Consigne 1
Réécris le listing en commençant à la ligne contenant « Where can the partially » et en terminant à la ligne contenant « column 899, row 81 », en remplaçant « Target » par « Objet » sans rien modifier d'autre. Ne donne que ces lignes.

● ● ● ● ● ● ●

Sans compter que les retombées économiques du « tourisme en rue » touchent jusqu’aux plus petites gens, comme cette dame qui vend des bouteilles d’eau par sa fenêtre près de Frederikstraat, cet ouvrier reconverti en guide « street art » ou ce retraité qui squatte tous les jours un trottoir proche de l’ancienne résidence du Gouverneur de Rouville pour proposer un service de car-wash aux touristes.

Partout, des collages évocateurs

Une fois affranchie de Willemstad et de ses interminables feux rouges, la « route vers l’Ouest » se pare d’aubettes de loteries aux couleurs nationales jaune et bleu, de supermarchés et de chemins caillouteux qui filent vers les plages. Après Barber, la civilisation devenue rare, la végétation reprend ses droits. Cactus, manguiers et autres bananiers laissent à peine quelques Landshuis, ces anciennes propriétés coloniales, se détacher sur les hauteurs et des arrêts de bus jaillir là où personne ne les attend.

● ● ● ● ● ● ●

Consigne 2
Résume le document en deux phrases.

Extraits de données de pointage
● ● ● ● ● ● ●

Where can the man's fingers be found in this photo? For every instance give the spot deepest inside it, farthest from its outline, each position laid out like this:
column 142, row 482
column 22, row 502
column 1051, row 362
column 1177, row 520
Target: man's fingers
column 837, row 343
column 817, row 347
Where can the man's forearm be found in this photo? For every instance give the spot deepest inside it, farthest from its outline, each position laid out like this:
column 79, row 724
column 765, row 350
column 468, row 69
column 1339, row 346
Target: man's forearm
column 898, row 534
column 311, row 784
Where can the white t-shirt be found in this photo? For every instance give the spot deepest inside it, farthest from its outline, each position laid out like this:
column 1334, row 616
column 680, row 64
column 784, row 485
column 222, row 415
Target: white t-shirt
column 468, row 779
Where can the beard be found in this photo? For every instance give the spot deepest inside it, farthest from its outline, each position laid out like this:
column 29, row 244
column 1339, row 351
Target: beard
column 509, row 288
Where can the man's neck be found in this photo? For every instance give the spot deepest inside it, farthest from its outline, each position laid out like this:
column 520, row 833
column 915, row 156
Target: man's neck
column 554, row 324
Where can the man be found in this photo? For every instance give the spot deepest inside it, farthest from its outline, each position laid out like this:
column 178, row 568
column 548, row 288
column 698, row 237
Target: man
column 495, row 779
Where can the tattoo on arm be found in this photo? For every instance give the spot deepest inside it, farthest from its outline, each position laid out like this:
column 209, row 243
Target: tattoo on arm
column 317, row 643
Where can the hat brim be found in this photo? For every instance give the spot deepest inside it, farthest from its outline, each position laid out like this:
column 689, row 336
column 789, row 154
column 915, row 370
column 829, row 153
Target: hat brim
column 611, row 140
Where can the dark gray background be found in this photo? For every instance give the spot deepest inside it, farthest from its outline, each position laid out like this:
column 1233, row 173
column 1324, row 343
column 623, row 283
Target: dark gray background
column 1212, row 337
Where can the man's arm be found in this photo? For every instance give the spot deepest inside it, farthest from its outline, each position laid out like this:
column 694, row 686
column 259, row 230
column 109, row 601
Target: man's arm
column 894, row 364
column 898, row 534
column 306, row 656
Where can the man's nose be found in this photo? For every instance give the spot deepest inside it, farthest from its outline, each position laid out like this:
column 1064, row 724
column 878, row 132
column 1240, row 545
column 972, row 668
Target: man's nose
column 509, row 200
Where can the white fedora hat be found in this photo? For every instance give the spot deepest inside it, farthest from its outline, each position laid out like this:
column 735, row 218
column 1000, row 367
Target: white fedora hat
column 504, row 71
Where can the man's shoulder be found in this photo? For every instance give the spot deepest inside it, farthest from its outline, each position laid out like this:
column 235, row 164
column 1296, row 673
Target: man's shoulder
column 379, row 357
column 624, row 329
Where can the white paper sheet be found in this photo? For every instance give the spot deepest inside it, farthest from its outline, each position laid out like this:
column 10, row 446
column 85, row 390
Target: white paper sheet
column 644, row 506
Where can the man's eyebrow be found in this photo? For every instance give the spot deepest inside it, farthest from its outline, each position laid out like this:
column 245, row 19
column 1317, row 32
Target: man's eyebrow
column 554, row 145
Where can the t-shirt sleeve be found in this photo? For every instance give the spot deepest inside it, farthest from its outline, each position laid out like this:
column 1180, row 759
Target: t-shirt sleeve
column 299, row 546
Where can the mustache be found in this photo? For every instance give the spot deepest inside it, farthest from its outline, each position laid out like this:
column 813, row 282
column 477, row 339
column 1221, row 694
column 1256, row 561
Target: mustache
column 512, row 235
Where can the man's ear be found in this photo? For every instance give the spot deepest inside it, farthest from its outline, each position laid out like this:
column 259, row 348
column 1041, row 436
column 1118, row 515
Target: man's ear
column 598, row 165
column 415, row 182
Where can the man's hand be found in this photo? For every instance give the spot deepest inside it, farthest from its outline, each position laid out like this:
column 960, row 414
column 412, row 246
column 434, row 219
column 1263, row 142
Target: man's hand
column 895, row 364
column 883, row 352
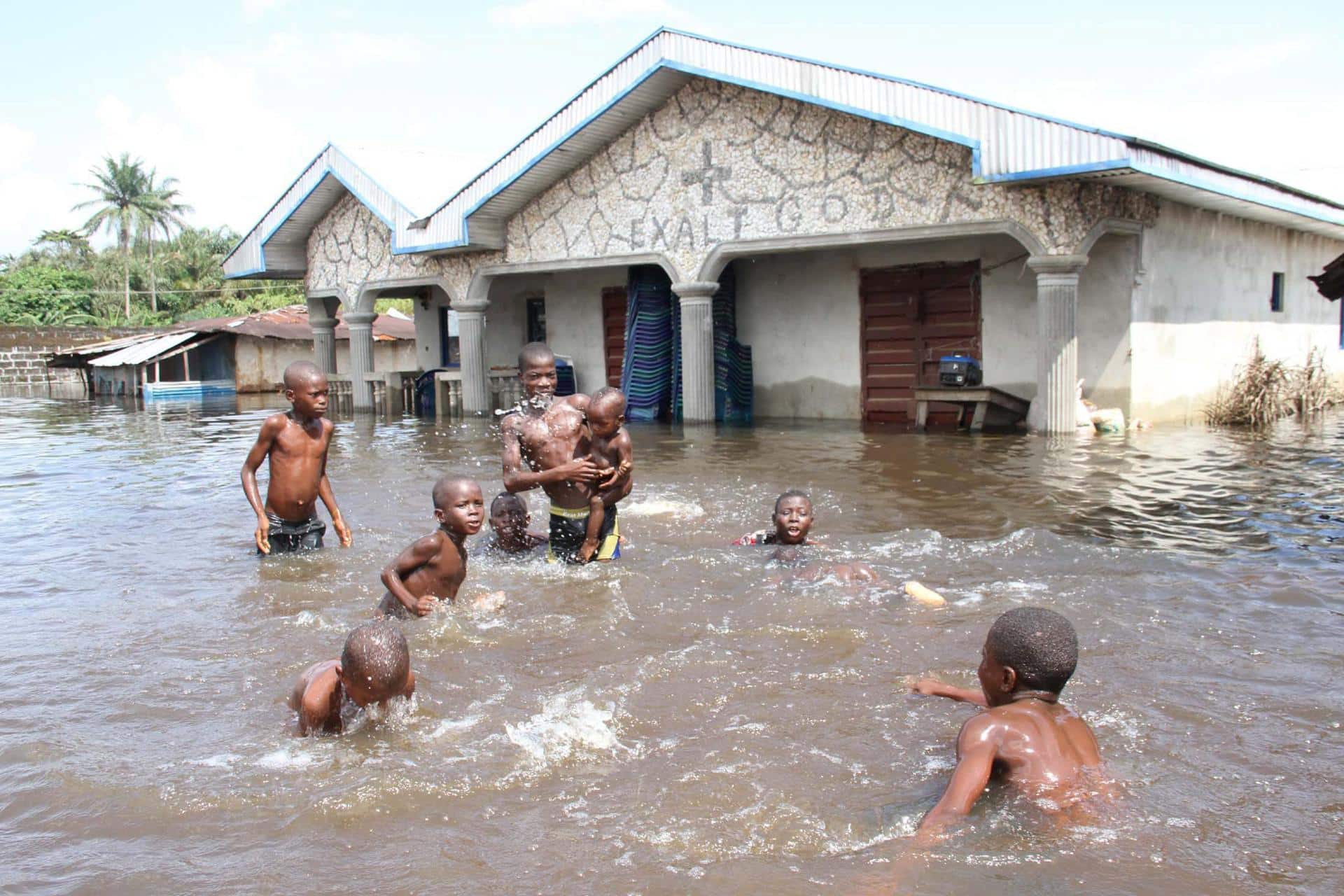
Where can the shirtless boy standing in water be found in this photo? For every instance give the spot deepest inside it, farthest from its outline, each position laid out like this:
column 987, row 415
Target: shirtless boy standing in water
column 1026, row 735
column 547, row 435
column 433, row 568
column 296, row 444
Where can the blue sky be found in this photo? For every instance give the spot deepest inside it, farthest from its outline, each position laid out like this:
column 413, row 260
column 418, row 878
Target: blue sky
column 235, row 97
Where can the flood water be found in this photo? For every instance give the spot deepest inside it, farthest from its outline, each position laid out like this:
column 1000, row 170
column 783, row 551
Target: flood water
column 682, row 720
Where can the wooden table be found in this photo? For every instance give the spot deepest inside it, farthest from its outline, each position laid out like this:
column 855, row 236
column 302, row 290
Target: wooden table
column 984, row 403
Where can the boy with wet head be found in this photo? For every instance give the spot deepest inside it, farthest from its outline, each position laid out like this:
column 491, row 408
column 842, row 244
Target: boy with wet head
column 610, row 449
column 433, row 568
column 792, row 520
column 374, row 666
column 546, row 445
column 1030, row 738
column 508, row 520
column 296, row 444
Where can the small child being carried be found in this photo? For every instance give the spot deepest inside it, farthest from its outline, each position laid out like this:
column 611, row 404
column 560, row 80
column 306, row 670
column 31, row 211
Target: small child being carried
column 610, row 450
column 433, row 568
column 374, row 666
column 1035, row 742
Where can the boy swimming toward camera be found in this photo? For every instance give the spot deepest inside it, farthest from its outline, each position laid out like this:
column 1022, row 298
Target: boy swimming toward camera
column 610, row 449
column 374, row 666
column 1025, row 735
column 296, row 444
column 432, row 568
column 510, row 520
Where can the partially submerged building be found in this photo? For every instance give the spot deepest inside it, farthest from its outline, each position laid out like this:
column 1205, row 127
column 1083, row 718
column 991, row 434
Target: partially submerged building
column 225, row 355
column 835, row 232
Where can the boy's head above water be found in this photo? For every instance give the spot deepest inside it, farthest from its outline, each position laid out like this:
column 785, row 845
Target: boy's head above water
column 508, row 514
column 792, row 517
column 1028, row 649
column 375, row 664
column 305, row 387
column 606, row 412
column 537, row 370
column 458, row 504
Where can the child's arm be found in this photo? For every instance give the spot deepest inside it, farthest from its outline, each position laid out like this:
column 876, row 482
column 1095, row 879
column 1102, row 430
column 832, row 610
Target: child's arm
column 324, row 492
column 413, row 558
column 265, row 441
column 934, row 688
column 976, row 751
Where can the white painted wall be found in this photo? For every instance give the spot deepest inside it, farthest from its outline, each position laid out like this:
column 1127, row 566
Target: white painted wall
column 1206, row 296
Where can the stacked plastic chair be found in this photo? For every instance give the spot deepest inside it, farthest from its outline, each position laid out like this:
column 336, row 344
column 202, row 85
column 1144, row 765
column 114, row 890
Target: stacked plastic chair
column 652, row 347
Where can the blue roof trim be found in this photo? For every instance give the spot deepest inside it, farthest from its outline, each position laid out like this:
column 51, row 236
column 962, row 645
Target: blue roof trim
column 899, row 81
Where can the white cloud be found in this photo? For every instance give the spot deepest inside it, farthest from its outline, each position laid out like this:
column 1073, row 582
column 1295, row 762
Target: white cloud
column 559, row 13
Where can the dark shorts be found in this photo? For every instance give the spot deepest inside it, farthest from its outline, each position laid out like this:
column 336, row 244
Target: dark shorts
column 289, row 538
column 568, row 531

● ● ● ● ● ● ●

Réponse 1
Where can the partially submerged building be found in this photo? For every instance give the spot deepest inside it, farthest from its outline, each position laid out like this:
column 1205, row 127
column 1083, row 718
column 991, row 434
Objet: partially submerged building
column 225, row 355
column 835, row 232
Where can the boy's head above water be found in this photo? For every instance give the spot deepest inside it, farthest from its outline, each position laid out like this:
column 785, row 845
Objet: boy's head above water
column 508, row 514
column 792, row 517
column 1028, row 649
column 375, row 664
column 305, row 387
column 606, row 412
column 537, row 370
column 458, row 504
Where can the child's arm be found in this photo? For every instance give the spot deepest inside it, farthest from its outline, each position laid out like this:
column 876, row 482
column 1095, row 879
column 1102, row 430
column 832, row 610
Objet: child's arm
column 324, row 492
column 413, row 558
column 265, row 441
column 934, row 688
column 976, row 751
Where can the white painted wall be found in this photo? For every instance give the spot deepest inside it, farthest from its outline, each position laid out like this:
column 1127, row 566
Objet: white painted wall
column 1206, row 296
Where can the stacked plastic chair be found in this photo? For every instance give the spot deepest inside it, farthest from its outline, each position laid out like this:
column 336, row 344
column 202, row 85
column 1144, row 765
column 114, row 890
Objet: stacked plastic chair
column 652, row 347
Where can the blue roof trim be found in this photo? For every instance give the spot deepest inside it, farthest from its outline, each position laid out like this:
column 51, row 236
column 962, row 645
Objet: blue roof trim
column 899, row 81

Réponse 2
Les retombées économiques du « tourisme en rue » touchent jusqu'aux plus petites gens, comme une dame qui vend des bouteilles d'eau par sa fenêtre, un ouvrier reconverti en guide « street art » ou un retraité qui propose un service de car-wash aux touristes. Une fois sortie de Willemstad, la « route vers l'Ouest » se pare d'aubettes de loteries, de supermarchés et de chemins vers les plages, puis, après Barber, la végétation reprend ses droits et laisse à peine se détacher quelques Landshuis et des arrêts de bus.